The problem:
Return all entries precisely as they stand, without the images.

[Records drawn from a dataset]
- Opening Delimiter -

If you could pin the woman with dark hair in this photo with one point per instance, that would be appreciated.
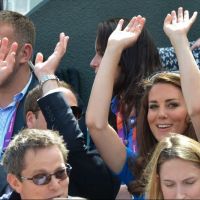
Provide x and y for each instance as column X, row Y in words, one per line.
column 136, row 62
column 166, row 111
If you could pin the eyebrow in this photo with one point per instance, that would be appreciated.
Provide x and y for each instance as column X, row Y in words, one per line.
column 45, row 171
column 168, row 100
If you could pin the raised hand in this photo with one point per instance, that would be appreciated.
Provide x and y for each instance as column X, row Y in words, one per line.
column 125, row 38
column 7, row 58
column 51, row 64
column 177, row 25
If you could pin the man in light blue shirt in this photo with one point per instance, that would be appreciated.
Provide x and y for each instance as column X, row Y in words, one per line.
column 18, row 33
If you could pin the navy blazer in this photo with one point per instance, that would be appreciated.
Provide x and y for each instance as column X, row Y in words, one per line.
column 90, row 177
column 19, row 124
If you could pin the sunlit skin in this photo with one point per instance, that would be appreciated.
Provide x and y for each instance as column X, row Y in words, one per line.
column 36, row 162
column 167, row 110
column 7, row 31
column 180, row 179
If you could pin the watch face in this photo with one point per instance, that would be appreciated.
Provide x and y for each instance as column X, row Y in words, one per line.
column 47, row 77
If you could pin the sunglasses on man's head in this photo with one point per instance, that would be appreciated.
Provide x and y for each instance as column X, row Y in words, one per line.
column 77, row 112
column 45, row 178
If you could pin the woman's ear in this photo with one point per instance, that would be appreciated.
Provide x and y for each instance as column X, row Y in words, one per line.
column 26, row 53
column 14, row 182
column 30, row 119
column 188, row 120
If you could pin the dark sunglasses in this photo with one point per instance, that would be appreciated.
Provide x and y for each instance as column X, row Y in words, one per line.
column 77, row 111
column 45, row 178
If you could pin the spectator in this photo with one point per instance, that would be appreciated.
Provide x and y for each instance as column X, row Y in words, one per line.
column 168, row 103
column 90, row 176
column 16, row 79
column 176, row 27
column 174, row 169
column 135, row 63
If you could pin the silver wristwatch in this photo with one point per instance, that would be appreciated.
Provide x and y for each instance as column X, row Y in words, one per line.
column 47, row 77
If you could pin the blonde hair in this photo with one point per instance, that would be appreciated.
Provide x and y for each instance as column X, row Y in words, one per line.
column 173, row 146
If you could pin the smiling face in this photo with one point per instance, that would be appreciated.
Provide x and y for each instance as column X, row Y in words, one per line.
column 166, row 110
column 180, row 179
column 37, row 162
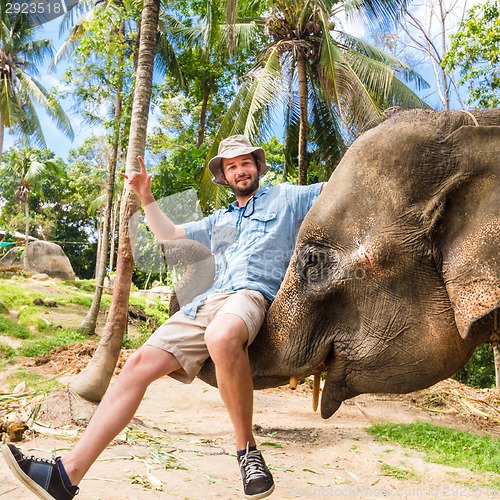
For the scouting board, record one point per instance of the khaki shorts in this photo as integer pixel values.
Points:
(185, 337)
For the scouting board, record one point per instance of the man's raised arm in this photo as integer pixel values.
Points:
(162, 227)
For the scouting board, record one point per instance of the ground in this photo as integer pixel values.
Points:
(180, 446)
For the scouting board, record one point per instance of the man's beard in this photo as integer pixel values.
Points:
(251, 188)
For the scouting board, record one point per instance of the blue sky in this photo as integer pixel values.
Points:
(56, 140)
(61, 145)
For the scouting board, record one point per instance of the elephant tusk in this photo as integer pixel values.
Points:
(316, 384)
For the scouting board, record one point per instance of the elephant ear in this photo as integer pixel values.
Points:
(467, 233)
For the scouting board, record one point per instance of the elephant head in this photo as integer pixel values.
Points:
(394, 280)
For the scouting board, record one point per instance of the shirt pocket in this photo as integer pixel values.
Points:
(263, 224)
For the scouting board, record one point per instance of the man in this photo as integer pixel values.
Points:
(252, 241)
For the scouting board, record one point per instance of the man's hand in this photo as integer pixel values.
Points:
(140, 183)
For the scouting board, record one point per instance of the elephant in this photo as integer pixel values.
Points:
(394, 279)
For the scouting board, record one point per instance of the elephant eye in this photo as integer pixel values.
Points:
(315, 264)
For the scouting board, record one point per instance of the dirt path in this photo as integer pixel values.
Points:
(187, 428)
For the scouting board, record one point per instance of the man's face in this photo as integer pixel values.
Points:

- Closing Delimiter -

Answer to this problem:
If you could pin the woman with dark hair in this photo with one point per instance, that would be appreciated.
Provide x and y for each instance as column X, row Y in words, one per line.
column 136, row 62
column 166, row 111
If you could pin the eyebrow in this photo with one point per instance, that would be appreciated.
Provide x and y for each instance as column X, row Y in words, one per line.
column 45, row 171
column 168, row 100
If you could pin the raised hand in this photo with one point per instance, that would be appreciated.
Provide x and y for each instance as column X, row Y in words, one per line.
column 125, row 38
column 7, row 58
column 51, row 64
column 177, row 25
If you could pin the man in light blue shirt in this photo with one point per instance, that would be appreciated.
Provide x and y for each instance as column X, row Y in words, one per line.
column 18, row 33
If you could pin the navy blazer in this photo with one point per instance, that would be appreciated.
Provide x and y for each instance as column X, row Y in words, one per line.
column 90, row 177
column 19, row 124
If you could pin the sunlit skin in this photo with one point per instance, that would be appreciated.
Provide x and y for each instance as column X, row Y in words, one per line.
column 36, row 162
column 167, row 110
column 7, row 31
column 180, row 179
If you could pin the watch face in this photo with one point per instance, that would be appreciated.
Provide x and y for each instance as column X, row Y in words, one per line.
column 47, row 77
If you could pin the sunglasses on man's head in this photo with one point per instance, that would be appreciated.
Provide x and y for each instance as column X, row Y in words, one per line.
column 77, row 112
column 45, row 178
If you could pin the woman's ear in this photo with one point per instance, that would be appreciated.
Provide x and y for each instance as column X, row Y in words, one per line.
column 26, row 53
column 14, row 182
column 30, row 119
column 188, row 120
If you could pin the dark sunglasses in this photo with one point per instance, that would be appreciated.
Provide x and y for each instance as column X, row Y in words, one per line.
column 77, row 111
column 45, row 178
If you could pin the spectator in this photo with one point per instance, that would be appreciated.
Provide x and y for each instance as column X, row Y in words, one per line.
column 168, row 103
column 90, row 176
column 16, row 79
column 176, row 27
column 174, row 169
column 135, row 63
If you could pin the silver wristwatch in this photo with one point per instance, that would be appreciated.
Provide x and y for each instance as column X, row Y in words, one per line.
column 47, row 77
If you could pin the blonde hair in this photo with one point per instance, that would be appreciated.
Provide x and y for each instance as column X, row Y in words, one per line.
column 173, row 146
If you could pin the smiling face in this photo with one point per instance, that would be appreciated.
Provide x and y for each instance as column X, row Y in words, one per line.
column 166, row 110
column 180, row 179
column 37, row 162
For the scouting board, record one point per instance of the khaki shorts in this photo as integer pixel values.
Points:
(185, 337)
For the scouting board, record one point per instance of the man's raised arm in this photo as integer pixel values.
Points:
(162, 227)
For the scouting board, record one point per instance of the ground in this photo as integer pixel values.
Points:
(180, 446)
For the scouting board, record one point per instance of the man's beard in this photo as integer pixel values.
Points:
(251, 188)
For the scouting board, record one point per instance of the blue sky in this photo as integer pixel values.
Points:
(56, 140)
(61, 145)
For the scouting board, record one point per instance of the elephant tusk in this photo as integer pixel values.
Points:
(316, 384)
For the scouting board, record one point per instance of the elephant ear in this photo as integer pixel values.
Points:
(467, 233)
For the scouting board, record one point per instance of the elephant head in this photo as integer pixel values.
Points:
(394, 280)
For the scouting board, record one point per instance of the shirt pocket in this photo as integer pixel values.
Points:
(263, 224)
For the scouting board, record one point per instance of the man in this photo as integer pixel values.
Points:
(252, 241)
For the scouting board, record one point per instance of the man's hand in this photo as integer pixel values.
Points:
(140, 183)
For the scouting board, record one point per instance of the elephant in this photo as integer pixel values.
Points:
(394, 279)
For the scouting board, record one point per instance of the elephant eye in this photo as integer pixel values.
Points:
(315, 264)
For the scouting board, record one point per instance of the dirt path in this photo as integer pixel values.
Points:
(187, 428)
For the scouting board, record one point per instance of the man's face in this photo as integer pixel values.
Points:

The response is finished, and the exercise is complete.